%%
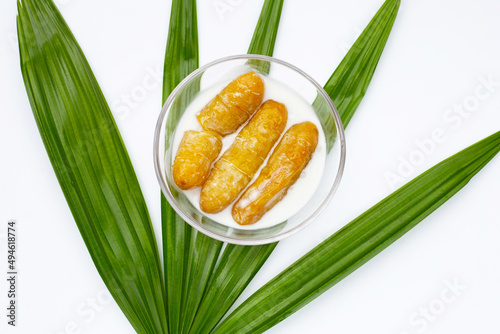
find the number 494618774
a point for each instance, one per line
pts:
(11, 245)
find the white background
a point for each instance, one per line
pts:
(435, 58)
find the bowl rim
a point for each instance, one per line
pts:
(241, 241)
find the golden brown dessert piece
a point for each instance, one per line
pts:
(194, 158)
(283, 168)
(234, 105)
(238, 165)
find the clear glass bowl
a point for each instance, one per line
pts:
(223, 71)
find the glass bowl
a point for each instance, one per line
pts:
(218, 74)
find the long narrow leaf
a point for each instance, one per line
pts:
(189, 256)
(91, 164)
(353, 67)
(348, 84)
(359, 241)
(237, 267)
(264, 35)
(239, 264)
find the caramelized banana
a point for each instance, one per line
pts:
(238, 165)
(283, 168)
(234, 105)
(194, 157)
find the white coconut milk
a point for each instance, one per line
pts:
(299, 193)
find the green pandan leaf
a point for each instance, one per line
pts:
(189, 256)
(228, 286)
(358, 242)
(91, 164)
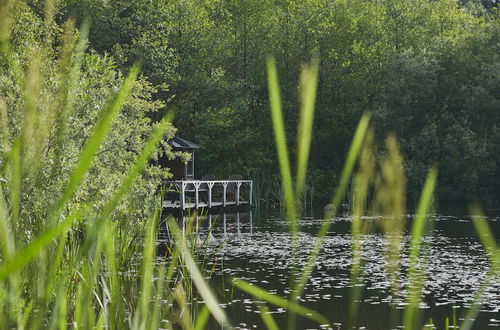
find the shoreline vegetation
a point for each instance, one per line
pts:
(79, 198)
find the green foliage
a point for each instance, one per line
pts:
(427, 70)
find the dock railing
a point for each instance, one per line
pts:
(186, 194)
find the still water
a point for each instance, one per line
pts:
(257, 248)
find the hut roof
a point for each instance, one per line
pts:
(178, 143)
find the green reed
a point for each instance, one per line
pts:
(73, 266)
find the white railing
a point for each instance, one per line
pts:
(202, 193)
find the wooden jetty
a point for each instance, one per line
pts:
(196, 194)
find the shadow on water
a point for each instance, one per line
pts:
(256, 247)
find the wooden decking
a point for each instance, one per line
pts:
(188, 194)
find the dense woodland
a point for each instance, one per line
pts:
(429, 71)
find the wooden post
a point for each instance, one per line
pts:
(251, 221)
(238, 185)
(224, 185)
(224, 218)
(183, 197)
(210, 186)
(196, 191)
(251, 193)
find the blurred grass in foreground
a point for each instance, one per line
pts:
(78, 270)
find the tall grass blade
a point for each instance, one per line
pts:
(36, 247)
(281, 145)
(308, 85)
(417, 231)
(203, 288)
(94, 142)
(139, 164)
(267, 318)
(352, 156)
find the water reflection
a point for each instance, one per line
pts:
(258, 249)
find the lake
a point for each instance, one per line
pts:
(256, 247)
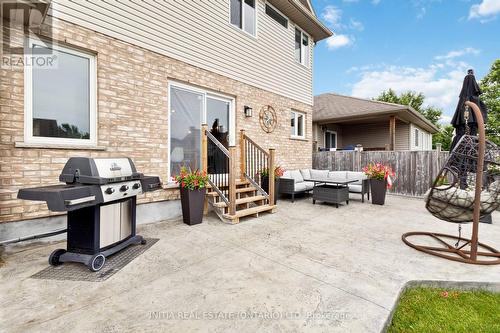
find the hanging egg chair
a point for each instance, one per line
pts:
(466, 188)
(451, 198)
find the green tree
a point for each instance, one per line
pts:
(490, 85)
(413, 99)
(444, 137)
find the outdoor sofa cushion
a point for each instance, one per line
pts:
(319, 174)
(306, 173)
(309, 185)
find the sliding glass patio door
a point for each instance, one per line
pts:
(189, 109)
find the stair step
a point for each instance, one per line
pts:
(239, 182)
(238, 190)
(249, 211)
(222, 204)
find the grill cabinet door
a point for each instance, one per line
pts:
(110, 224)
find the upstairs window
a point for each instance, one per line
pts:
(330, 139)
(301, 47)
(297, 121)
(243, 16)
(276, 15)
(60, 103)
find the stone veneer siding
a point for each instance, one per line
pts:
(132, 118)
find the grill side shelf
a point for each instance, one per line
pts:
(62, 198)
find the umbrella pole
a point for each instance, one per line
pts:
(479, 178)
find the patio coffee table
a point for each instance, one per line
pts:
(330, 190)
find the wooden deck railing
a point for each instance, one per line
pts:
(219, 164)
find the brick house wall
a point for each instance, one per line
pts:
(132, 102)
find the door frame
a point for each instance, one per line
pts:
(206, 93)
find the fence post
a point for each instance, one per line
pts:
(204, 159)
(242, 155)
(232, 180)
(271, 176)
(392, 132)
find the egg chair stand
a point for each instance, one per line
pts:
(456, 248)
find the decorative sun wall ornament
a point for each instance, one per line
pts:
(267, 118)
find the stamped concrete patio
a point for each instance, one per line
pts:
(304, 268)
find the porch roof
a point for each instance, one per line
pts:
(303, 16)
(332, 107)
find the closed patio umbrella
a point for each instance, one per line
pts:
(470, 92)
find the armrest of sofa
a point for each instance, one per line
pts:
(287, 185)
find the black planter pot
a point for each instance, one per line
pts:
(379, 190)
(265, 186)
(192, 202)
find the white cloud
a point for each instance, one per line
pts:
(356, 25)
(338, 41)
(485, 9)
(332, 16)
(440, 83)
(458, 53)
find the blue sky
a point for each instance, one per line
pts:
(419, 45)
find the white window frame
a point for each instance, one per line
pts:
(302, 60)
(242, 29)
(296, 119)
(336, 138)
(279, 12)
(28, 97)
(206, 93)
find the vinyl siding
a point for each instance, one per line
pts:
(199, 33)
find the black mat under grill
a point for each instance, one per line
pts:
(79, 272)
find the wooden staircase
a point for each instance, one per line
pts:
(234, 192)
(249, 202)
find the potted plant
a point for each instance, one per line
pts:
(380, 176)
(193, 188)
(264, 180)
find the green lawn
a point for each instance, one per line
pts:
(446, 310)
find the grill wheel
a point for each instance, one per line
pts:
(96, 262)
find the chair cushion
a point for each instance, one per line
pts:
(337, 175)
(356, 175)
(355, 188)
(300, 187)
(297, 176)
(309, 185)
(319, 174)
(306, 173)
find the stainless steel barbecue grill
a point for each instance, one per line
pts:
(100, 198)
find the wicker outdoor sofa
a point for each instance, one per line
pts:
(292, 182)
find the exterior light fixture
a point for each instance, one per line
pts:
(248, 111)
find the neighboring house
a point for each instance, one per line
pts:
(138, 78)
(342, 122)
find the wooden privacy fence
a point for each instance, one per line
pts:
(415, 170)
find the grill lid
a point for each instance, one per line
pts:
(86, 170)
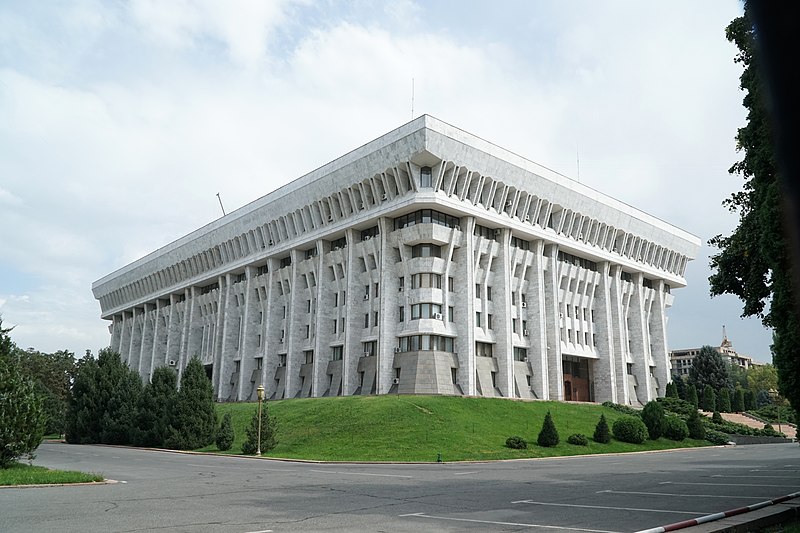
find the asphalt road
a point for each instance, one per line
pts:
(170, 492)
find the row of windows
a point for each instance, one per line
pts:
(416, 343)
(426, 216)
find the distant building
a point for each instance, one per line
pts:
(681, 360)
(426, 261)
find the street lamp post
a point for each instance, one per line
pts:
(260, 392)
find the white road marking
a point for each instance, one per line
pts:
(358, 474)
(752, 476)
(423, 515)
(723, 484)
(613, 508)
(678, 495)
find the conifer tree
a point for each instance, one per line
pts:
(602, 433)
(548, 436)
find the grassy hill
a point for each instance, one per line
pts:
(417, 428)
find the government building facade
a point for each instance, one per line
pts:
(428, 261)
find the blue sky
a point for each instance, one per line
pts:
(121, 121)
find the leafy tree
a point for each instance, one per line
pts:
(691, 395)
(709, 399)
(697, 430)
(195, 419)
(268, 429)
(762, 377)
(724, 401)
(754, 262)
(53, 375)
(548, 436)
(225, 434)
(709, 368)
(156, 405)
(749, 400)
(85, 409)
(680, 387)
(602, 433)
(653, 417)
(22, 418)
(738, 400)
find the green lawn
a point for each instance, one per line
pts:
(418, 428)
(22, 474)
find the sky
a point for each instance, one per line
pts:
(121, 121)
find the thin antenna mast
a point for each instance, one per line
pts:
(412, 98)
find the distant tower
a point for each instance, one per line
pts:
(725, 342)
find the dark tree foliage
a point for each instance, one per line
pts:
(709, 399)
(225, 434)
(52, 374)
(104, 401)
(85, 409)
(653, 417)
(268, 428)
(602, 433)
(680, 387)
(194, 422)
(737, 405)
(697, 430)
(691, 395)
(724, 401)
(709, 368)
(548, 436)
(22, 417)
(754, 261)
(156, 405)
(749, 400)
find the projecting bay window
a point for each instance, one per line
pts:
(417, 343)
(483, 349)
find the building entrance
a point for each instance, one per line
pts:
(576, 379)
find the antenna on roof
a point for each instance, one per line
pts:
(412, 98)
%%
%%
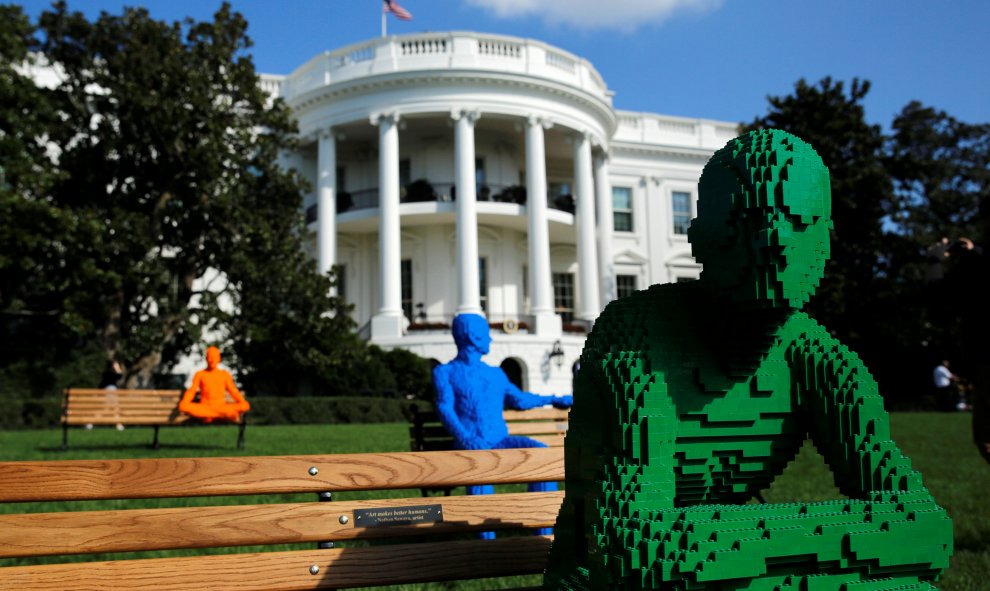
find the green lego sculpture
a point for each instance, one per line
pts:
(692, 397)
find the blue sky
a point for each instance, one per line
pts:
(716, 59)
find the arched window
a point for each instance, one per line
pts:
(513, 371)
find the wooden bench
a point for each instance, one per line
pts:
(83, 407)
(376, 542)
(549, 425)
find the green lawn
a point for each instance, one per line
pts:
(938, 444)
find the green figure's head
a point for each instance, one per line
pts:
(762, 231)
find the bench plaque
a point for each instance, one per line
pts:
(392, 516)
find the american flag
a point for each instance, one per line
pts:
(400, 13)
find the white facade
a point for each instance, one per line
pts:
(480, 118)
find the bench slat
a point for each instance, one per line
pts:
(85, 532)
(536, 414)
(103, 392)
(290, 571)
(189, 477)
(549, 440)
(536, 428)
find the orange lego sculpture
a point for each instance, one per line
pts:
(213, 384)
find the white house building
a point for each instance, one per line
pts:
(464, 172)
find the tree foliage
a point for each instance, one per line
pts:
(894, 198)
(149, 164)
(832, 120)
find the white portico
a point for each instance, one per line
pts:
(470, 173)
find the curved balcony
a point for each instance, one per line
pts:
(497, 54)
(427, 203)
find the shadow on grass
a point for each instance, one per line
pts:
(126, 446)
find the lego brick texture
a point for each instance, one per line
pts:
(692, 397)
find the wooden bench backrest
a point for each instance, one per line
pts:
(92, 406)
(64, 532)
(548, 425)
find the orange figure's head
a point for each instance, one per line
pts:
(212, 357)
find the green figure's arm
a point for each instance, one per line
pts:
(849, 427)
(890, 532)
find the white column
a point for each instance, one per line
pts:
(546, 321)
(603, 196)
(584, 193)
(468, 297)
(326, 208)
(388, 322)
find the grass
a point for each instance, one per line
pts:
%%
%%
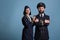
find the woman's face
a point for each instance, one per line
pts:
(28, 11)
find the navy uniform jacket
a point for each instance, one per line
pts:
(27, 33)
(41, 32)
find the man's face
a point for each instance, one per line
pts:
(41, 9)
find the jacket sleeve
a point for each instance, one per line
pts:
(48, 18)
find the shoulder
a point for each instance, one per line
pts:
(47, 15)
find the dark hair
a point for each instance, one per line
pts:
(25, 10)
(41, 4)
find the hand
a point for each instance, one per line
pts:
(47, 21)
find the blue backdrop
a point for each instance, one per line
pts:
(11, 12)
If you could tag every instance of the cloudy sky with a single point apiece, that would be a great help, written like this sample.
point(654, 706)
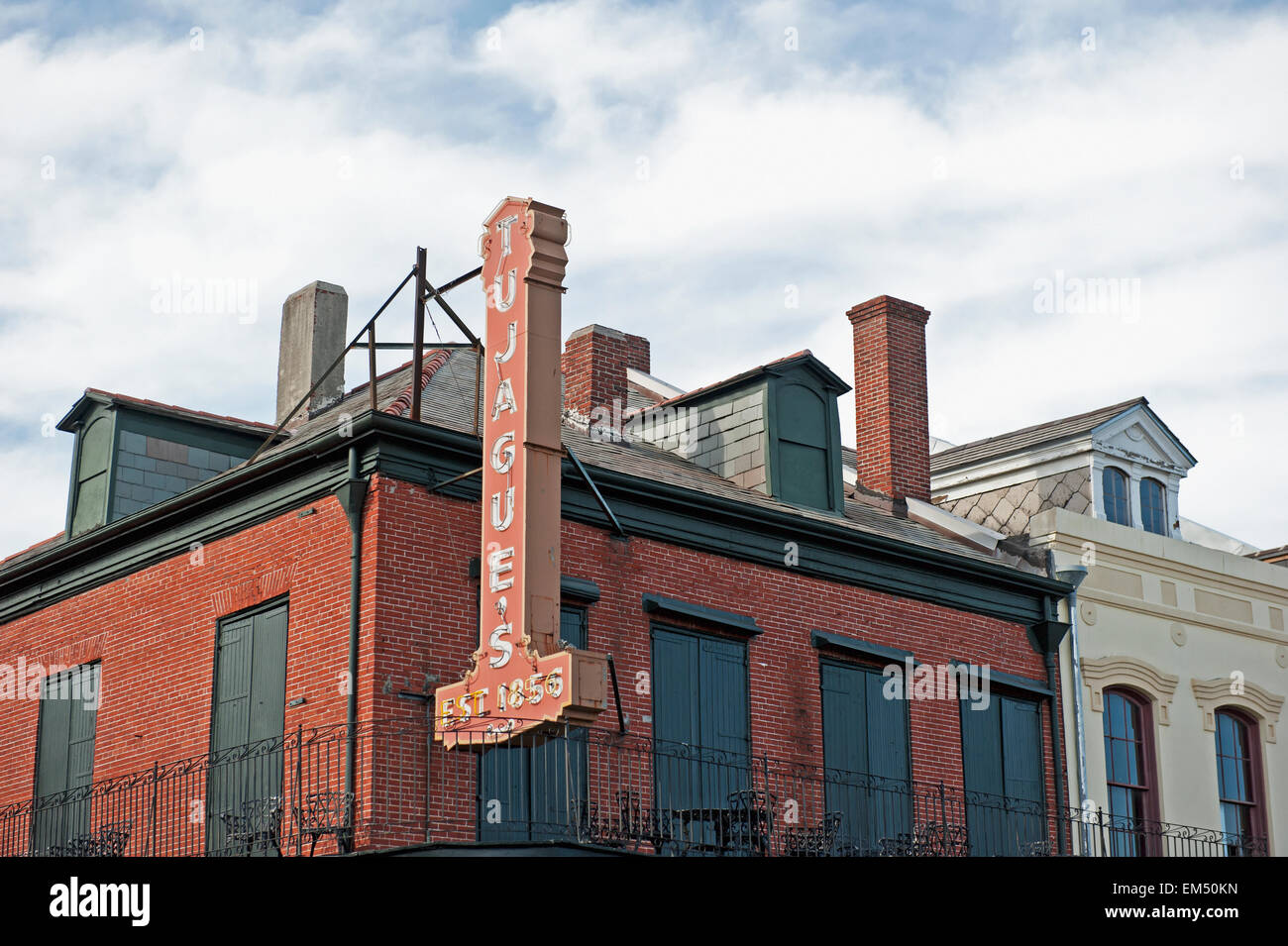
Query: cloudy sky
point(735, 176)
%%
### Exercise instructions
Please return all lines from the records that hold the word "house".

### Written answer
find the brick house wall
find the neighboring house
find the white house building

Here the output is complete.